Work order =>
The whole listing is to be returned exactly.

Source material =>
• • •

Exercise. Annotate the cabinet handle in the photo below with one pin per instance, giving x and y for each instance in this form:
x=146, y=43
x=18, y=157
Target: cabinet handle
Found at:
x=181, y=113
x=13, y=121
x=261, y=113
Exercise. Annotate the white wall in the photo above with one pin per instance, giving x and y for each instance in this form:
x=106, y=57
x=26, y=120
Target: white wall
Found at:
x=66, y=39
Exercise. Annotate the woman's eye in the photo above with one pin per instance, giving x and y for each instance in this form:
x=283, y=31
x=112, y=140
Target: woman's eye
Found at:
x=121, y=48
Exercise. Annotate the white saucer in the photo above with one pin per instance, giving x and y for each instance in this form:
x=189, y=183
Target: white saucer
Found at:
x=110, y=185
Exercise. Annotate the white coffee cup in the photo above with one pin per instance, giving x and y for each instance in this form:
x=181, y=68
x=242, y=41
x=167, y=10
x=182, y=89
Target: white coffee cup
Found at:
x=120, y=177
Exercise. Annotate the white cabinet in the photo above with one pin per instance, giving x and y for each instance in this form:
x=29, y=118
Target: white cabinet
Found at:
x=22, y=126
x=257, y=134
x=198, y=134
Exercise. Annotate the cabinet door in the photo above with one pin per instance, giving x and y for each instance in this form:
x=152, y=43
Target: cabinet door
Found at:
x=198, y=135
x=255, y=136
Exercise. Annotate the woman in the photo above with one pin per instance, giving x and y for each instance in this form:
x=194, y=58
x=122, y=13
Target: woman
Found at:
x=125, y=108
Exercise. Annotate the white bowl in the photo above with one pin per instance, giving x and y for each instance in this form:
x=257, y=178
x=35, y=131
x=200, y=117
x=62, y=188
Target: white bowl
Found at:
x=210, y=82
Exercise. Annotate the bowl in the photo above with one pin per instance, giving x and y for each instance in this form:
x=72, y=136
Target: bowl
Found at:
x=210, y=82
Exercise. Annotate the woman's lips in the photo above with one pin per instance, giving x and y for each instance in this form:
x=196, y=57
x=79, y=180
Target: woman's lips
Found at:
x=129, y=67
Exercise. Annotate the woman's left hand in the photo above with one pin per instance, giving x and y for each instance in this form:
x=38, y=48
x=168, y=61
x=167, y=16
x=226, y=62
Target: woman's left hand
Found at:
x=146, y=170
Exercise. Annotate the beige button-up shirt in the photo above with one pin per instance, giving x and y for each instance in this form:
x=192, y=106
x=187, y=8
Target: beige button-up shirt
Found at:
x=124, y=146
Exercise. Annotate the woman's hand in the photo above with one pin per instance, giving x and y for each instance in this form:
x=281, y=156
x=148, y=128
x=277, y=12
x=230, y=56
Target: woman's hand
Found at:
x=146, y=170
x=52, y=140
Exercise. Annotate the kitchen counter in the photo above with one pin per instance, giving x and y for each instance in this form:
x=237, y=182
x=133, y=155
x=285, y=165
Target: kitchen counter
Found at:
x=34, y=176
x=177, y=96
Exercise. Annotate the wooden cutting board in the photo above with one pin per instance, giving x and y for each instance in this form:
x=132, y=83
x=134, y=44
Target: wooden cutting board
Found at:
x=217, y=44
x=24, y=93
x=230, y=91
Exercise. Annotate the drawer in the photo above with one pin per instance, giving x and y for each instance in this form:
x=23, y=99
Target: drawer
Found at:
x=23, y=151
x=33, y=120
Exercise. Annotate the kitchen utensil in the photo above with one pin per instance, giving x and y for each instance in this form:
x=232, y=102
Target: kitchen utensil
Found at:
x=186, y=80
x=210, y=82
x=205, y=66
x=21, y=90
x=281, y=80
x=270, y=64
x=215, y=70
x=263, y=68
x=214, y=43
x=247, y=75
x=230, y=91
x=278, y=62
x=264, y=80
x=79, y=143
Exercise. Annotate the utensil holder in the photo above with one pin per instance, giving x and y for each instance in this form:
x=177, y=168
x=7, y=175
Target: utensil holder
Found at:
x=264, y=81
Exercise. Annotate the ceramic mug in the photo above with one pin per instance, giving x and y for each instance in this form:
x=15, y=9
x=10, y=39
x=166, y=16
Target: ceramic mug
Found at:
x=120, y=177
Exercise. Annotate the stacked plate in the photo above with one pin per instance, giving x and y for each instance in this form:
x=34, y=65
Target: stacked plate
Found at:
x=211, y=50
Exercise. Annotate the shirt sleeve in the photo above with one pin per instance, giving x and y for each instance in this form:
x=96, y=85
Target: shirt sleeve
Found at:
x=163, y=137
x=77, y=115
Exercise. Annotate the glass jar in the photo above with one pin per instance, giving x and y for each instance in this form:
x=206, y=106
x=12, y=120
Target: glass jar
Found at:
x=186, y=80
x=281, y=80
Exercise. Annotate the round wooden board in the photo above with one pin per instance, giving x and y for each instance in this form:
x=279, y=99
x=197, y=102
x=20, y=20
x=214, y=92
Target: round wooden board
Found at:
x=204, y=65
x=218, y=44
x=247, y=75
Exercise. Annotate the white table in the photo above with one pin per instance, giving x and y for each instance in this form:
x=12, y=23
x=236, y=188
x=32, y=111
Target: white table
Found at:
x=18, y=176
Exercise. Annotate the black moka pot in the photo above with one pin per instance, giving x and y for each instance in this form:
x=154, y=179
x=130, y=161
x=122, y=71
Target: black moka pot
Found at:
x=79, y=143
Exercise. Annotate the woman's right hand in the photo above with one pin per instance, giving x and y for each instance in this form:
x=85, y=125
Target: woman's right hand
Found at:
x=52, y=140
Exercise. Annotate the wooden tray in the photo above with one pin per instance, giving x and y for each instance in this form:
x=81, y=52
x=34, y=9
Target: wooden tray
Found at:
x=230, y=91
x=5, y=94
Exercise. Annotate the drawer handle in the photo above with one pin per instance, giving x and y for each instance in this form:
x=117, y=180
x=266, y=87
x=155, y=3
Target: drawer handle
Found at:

• • •

Your response =>
Exercise. Annotate the cabinet handle in the photo below with one pin per instance, giving x and y for each instance in this form:
x=146, y=43
x=18, y=157
Target: cabinet handle
Found at:
x=181, y=113
x=13, y=121
x=261, y=113
Exercise. Annotate the white wall in the photo above with one pin per instance, giving x and y for each instance in this form:
x=106, y=57
x=26, y=120
Target: white wall
Found at:
x=66, y=39
Exercise. Annotate the woman's eye in the photo above with one pin per instance, giving x and y for each instance in this form:
x=283, y=31
x=112, y=140
Target: woman's eye
Found at:
x=121, y=48
Exercise. Annotate the white saucer in the photo above with one pin per instance, giving x and y for each instance in this form:
x=189, y=183
Target: white saucer
Found at:
x=110, y=185
Exercise. Annotate the white coffee cup in the photo above with one pin per instance, giving x and y for each instance in this form:
x=181, y=68
x=242, y=41
x=167, y=10
x=182, y=89
Target: white coffee cup
Found at:
x=120, y=177
Exercise. Annotate the white cabinet in the photo above with one pin per instance, giving x and y for each instance in this form:
x=29, y=118
Target: white cabinet
Found at:
x=22, y=126
x=257, y=134
x=198, y=134
Exercise. Annotate the cabinet door in the photo above with one pin per instance, giving x and y for each instance in this form:
x=152, y=43
Target: cabinet door
Found at:
x=198, y=135
x=255, y=136
Exercise. Annotate the woman in the photo above with one pin per instance, giving x and y for each instance in this form:
x=194, y=58
x=122, y=13
Target: woman
Found at:
x=125, y=108
Exercise. Annotate the white bowl in the photo above with one pin per instance, giving x and y for each instance in this form:
x=257, y=178
x=35, y=131
x=200, y=117
x=62, y=188
Target: white bowl
Found at:
x=210, y=82
Exercise. Annotate the bowl in the photo above with one pin per instance, giving x and y for each instance in this form:
x=72, y=136
Target: bowl
Found at:
x=210, y=82
Exercise. Annotate the woman's lips in the photo above with one pin per instance, giving x and y for each instance in this form:
x=196, y=57
x=79, y=180
Target: woman's lips
Found at:
x=129, y=67
Exercise. Annotate the woman's left hand in the photo above with one pin per instance, giving x and y for each instance in this form:
x=38, y=48
x=168, y=61
x=167, y=16
x=226, y=62
Target: woman's left hand
Found at:
x=146, y=170
Exercise. Annotate the beige button-up shirt in the photo above with one pin per instance, giving x and y for each instance in this form:
x=192, y=106
x=187, y=8
Target: beige button-up shirt
Found at:
x=124, y=146
Exercise. Annotate the woman's hand in the photo above with one pin per instance, giving x and y for each instance in this form:
x=281, y=156
x=148, y=128
x=277, y=12
x=230, y=56
Target: woman's hand
Found at:
x=146, y=170
x=52, y=140
Exercise. Annotate the kitchen counter in the photo above with one pin per instance, giving x and y for each instance in this form:
x=237, y=182
x=133, y=155
x=285, y=165
Target: kitchen counter
Found at:
x=34, y=176
x=177, y=96
Exercise. Annotate the wooden cutting board in the photo above with one pin per instance, giving x and y for each instance in this form:
x=132, y=83
x=134, y=44
Target: wooden cutting board
Found at:
x=217, y=44
x=24, y=93
x=230, y=91
Exercise. Annotate the drawer in the photo above with one pin per instance, giving x and y for each instance in this form:
x=23, y=99
Target: drawer
Found at:
x=23, y=151
x=33, y=120
Exercise. Annotate the kitchen utensil in the photo above with one pin per instance, giving x and y for each instance in this form:
x=232, y=102
Target: kitchen utensil
Found at:
x=186, y=80
x=210, y=82
x=205, y=66
x=21, y=90
x=281, y=80
x=270, y=64
x=215, y=70
x=263, y=68
x=214, y=43
x=247, y=75
x=230, y=91
x=278, y=62
x=264, y=80
x=79, y=143
Exercise. Annotate the utensil holder in the photo above with one pin per instance, giving x and y for each instance in this form:
x=177, y=168
x=7, y=175
Target: utensil holder
Found at:
x=264, y=81
Exercise. Annotate the ceramic mug in the photo above with one pin per instance, giving x and y for each instance in this form:
x=15, y=9
x=10, y=39
x=166, y=16
Target: ceramic mug
Found at:
x=120, y=177
Exercise. Annotate the stacked plate in the photo above with one pin per instance, giving x and y for each instance in this form:
x=34, y=65
Target: stacked plate
Found at:
x=211, y=50
Exercise. Annotate the shirt sleeve in the photo above with one pin per instance, giving x and y for each instance in this form:
x=96, y=85
Target: shirt sleeve
Found at:
x=163, y=137
x=77, y=115
Exercise. Annotate the glass jar in the photo above with one pin per instance, giving x and y for each instance in this form:
x=206, y=106
x=12, y=120
Target: glass jar
Found at:
x=186, y=80
x=281, y=80
Exercise. Annotate the round wooden board in the photo above with one pin per instance, giving x and y for each instance in this form:
x=279, y=99
x=197, y=102
x=20, y=20
x=214, y=92
Target: round wooden board
Found at:
x=204, y=65
x=218, y=44
x=247, y=75
Exercise. Annotate the white table in the photo above with one pin per instance, giving x and y for each instance in this form:
x=12, y=23
x=236, y=188
x=32, y=111
Target: white table
Found at:
x=18, y=176
Exercise. Annotate the black moka pot in the photo above with one pin per instance, giving x and y for each instance in this form:
x=154, y=179
x=130, y=161
x=122, y=71
Target: black moka pot
Found at:
x=79, y=143
Exercise. Annotate the woman's right hand in the photo above with one pin per instance, giving x and y for each instance in this form:
x=85, y=125
Target: woman's right hand
Found at:
x=52, y=140
Exercise. Annotate the wooden tray in the photo above with one pin per instance, giving x and y for each instance in this form:
x=81, y=52
x=34, y=9
Target: wooden tray
Found at:
x=230, y=91
x=5, y=94
Exercise. Annotate the drawer handle in the photo above with one pin per instance, giving x and y for each instance in this form:
x=117, y=180
x=266, y=87
x=155, y=3
Target: drawer handle
Found at:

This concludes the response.